AVAILABLE RECORDS |
☆ ☆ ☆ ☆ ☆
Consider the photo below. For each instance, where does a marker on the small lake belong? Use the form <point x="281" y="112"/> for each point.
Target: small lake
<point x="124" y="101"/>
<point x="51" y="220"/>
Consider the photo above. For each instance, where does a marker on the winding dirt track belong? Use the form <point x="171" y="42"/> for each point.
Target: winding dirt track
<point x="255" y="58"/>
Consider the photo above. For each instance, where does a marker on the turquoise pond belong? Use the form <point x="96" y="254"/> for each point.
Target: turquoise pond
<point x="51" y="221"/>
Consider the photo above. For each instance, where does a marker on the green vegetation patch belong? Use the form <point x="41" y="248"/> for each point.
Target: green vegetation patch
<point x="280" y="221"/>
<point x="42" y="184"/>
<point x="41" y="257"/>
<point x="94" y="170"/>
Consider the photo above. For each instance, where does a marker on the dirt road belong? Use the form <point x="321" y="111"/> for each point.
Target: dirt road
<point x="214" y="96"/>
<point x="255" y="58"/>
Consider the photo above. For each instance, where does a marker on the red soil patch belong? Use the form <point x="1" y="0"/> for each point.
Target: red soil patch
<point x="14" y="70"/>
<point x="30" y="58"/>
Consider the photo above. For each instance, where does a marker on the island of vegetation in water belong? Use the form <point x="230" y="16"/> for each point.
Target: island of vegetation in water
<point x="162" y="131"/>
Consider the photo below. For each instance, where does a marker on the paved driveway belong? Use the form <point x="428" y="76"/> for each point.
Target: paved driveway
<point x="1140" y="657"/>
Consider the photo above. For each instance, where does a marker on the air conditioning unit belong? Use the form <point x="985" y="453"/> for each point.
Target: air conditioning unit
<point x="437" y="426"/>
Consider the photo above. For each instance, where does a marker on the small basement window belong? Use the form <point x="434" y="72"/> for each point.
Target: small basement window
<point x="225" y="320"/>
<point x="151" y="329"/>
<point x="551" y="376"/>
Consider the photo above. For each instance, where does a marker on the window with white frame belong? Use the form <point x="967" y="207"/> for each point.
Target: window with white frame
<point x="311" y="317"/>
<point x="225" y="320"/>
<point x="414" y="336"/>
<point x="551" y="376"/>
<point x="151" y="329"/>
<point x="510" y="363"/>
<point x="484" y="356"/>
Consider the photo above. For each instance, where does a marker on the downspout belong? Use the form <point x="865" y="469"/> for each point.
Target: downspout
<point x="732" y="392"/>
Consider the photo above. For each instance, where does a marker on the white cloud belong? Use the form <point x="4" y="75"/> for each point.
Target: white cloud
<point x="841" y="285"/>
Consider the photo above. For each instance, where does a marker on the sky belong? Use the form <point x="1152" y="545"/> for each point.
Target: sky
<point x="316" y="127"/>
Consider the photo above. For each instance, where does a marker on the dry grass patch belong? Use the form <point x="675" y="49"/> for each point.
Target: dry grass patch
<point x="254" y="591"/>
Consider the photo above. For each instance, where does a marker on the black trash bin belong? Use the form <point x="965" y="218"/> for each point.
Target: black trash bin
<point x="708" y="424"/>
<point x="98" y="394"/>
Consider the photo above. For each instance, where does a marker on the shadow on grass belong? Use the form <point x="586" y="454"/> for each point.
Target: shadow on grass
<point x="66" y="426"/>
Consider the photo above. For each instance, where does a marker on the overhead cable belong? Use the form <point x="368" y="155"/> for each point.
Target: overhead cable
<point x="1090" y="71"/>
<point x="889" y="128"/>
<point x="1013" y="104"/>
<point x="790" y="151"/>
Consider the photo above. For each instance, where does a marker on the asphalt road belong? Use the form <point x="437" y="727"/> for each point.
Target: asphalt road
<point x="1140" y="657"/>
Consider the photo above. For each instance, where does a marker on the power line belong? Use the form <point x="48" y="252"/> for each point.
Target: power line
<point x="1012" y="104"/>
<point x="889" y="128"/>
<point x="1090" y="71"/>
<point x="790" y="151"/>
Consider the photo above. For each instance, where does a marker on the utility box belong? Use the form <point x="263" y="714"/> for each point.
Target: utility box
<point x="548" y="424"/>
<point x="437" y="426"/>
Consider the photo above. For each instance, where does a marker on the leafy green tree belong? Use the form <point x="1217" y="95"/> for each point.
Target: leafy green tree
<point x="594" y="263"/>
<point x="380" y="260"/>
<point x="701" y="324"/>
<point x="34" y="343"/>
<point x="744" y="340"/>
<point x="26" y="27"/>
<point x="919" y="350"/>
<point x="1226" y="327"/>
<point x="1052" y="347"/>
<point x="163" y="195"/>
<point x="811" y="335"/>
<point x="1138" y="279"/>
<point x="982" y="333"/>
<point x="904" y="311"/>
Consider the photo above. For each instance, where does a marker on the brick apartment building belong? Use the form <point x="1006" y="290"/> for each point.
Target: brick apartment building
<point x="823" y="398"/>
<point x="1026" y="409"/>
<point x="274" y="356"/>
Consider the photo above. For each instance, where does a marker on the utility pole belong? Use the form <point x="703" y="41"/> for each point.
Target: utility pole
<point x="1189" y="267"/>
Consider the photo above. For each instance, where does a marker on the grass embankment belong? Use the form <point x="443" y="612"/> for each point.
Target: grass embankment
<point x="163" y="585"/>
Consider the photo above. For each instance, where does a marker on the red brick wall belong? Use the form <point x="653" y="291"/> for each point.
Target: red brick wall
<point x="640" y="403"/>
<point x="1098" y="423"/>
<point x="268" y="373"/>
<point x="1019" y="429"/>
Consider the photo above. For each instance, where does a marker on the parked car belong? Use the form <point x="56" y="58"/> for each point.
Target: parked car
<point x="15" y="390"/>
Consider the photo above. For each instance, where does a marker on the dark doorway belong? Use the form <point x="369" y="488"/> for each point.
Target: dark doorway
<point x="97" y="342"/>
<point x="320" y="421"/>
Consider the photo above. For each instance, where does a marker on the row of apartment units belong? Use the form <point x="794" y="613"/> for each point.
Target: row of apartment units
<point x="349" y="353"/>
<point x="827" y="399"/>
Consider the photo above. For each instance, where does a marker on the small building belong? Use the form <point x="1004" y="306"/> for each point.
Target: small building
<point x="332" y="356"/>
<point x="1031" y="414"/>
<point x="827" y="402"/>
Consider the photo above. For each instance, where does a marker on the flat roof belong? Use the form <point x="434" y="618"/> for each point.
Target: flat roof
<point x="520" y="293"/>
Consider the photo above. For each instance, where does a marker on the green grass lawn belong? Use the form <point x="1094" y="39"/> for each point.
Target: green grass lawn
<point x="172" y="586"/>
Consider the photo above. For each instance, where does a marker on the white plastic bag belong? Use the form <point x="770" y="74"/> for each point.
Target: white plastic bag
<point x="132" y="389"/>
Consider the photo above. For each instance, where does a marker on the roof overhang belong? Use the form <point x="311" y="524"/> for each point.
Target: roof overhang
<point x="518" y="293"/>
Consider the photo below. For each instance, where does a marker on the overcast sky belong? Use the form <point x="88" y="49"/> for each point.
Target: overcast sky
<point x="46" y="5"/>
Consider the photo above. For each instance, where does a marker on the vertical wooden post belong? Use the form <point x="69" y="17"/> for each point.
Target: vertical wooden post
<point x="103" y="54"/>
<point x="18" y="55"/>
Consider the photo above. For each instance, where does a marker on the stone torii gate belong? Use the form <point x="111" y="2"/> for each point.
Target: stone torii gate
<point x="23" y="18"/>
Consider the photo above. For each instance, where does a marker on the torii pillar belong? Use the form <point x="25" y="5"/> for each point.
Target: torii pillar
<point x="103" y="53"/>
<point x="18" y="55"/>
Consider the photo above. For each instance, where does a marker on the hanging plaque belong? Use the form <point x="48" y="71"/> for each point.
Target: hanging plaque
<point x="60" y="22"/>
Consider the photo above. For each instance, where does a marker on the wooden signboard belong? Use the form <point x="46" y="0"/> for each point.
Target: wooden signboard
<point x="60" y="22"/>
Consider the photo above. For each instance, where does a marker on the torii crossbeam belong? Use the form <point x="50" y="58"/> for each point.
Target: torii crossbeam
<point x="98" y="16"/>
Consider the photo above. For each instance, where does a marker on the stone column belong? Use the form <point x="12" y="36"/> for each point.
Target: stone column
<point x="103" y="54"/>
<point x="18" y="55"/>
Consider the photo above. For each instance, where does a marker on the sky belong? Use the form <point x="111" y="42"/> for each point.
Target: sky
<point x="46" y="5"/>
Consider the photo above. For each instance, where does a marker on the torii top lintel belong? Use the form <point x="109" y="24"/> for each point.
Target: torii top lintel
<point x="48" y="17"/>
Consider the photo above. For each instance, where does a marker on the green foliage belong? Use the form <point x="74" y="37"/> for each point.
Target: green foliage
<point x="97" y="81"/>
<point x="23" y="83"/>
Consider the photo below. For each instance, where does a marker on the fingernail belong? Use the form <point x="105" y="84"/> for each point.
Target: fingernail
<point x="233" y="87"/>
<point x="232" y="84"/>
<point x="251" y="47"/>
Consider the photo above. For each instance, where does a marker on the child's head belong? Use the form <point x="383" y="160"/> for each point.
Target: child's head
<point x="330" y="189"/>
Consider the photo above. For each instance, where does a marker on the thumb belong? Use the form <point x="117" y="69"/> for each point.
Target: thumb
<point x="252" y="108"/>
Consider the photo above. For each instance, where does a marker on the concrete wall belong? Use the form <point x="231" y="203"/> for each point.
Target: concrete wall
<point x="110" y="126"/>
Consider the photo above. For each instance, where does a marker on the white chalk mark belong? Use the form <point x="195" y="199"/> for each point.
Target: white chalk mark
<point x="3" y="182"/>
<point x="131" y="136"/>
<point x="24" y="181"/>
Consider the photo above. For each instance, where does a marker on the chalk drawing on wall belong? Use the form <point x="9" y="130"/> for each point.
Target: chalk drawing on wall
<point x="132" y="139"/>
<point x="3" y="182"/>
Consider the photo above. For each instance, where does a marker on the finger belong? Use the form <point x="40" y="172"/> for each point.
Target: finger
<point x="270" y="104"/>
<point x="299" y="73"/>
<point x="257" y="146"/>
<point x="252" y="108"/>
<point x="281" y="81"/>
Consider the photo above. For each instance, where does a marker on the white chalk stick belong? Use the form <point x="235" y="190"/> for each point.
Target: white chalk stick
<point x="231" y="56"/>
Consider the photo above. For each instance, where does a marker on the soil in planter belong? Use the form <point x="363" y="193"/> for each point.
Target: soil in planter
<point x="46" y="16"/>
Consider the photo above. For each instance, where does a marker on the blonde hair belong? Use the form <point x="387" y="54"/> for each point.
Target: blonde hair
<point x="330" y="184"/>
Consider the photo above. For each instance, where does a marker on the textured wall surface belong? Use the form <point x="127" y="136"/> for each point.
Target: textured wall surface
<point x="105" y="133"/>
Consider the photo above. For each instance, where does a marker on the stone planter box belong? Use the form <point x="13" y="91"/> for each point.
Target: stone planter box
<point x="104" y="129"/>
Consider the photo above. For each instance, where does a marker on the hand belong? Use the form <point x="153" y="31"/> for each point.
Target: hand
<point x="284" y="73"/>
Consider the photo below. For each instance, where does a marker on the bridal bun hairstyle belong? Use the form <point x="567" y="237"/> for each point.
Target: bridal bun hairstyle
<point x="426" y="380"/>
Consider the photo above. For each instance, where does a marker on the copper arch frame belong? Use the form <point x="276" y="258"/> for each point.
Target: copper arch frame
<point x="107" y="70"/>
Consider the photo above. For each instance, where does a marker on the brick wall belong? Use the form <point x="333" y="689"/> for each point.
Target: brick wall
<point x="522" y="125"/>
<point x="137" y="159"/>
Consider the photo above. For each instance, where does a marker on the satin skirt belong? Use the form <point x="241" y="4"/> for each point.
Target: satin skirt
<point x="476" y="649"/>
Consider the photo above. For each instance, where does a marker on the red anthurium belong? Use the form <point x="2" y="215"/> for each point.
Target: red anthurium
☆ ☆ ☆ ☆ ☆
WHAT YOU ARE ASKED TO DO |
Repeat only the stretch of lines starting at the one containing "the stone planter" and running to the final line of the entries above.

EXERCISE SOLUTION |
Consider the photo above. For each instance, where does a marker on the stone planter box belong? Use the form <point x="13" y="91"/> for each point.
Target: stone planter box
<point x="104" y="129"/>
Consider the photo above. For each instance, where does a marker on the hand belong? Use the form <point x="153" y="31"/> for each point.
Target: hand
<point x="284" y="73"/>
Consider the photo below. For each instance, where does a marker on the bridal bun hairstyle belong? Use the form <point x="567" y="237"/> for each point.
Target: bridal bun hairstyle
<point x="426" y="380"/>
Consider the photo above. For each instance, where does a marker on the copper arch frame belong? Use the form <point x="276" y="258"/> for each point.
Target: copper arch frame
<point x="107" y="70"/>
Consider the photo above. For each instance, where does a marker on the brick wall belong? Use the form <point x="333" y="689"/> for each point.
Target: brick wall
<point x="522" y="125"/>
<point x="137" y="159"/>
Consider the photo above. For each instance, where does a marker on the satin skirt belong? Use the form <point x="241" y="4"/> for each point.
Target: satin skirt
<point x="476" y="649"/>
Consider the photo above. For each instance, where does a marker on the red anthurium belong? Use the form <point x="2" y="215"/> for each point.
Target: red anthurium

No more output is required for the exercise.